── TEXTE SOURCE ──

Déchiffrer la lettre du ministre
C'est à lui que Soliman-Béy remit, le 12 au soir, la lettre en question à déchiffrer ; je l'appris par Paul que j'envoyai chez lui le 22 au matin. Chévrier, à qui Paul me renvoya, et que je fis appeler aussi, me dit qu'il y avait des fautes qui l'empêchaient de déchiffrer une partie de la lettre ; qu'il entrevoyait pourtant des avantages personnels qu'on faisait espérer au comte, et sur lesquels il ne pouvait s'expliquer davantage jusqu'à ce que le comte revînt dans un état à pouvoir y donner son aveu, mais qu'il communiquerait, après en avoir pris la permission de Soliman-Béy, ce qui pouvait concerner le service du roi, celte partie se trouvant presque entièrement déchiffrée. Il m'apporta, en effet, hier au soir, l'extrait de cette lettre, dont vous trouverez ci-joint la copie.

───
── DONNÉES FOURNIES ──

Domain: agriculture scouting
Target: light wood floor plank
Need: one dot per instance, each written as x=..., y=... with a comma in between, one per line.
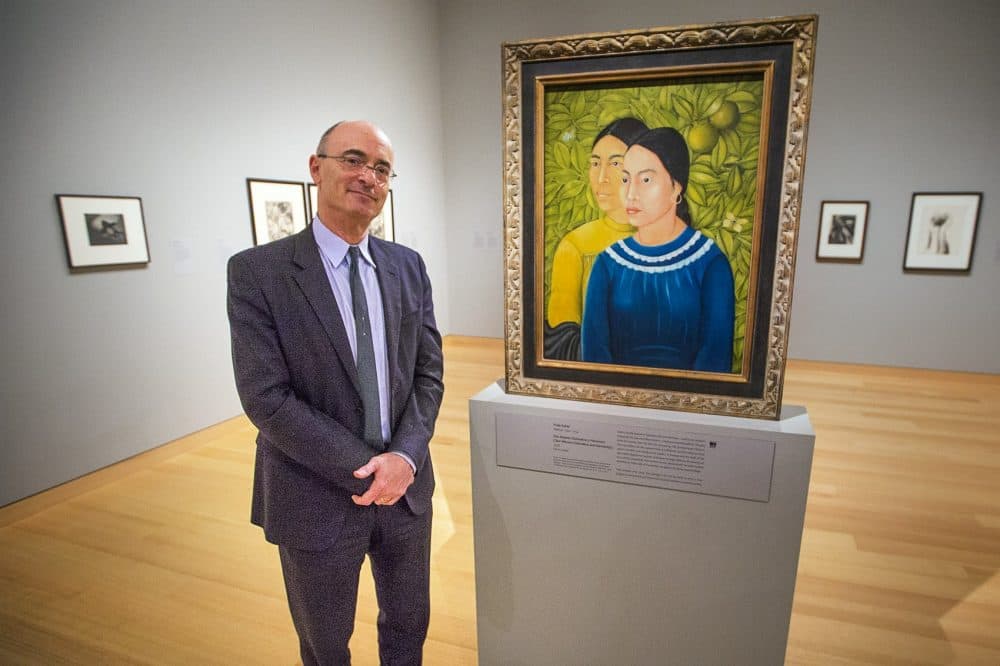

───

D'après le texte source, qu'est-ce qui empêchait Chévrier de déchiffrer une partie de la lettre ?

RÉPONSE.
Des fautes l'empêchaient d'en déchiffrer une partie.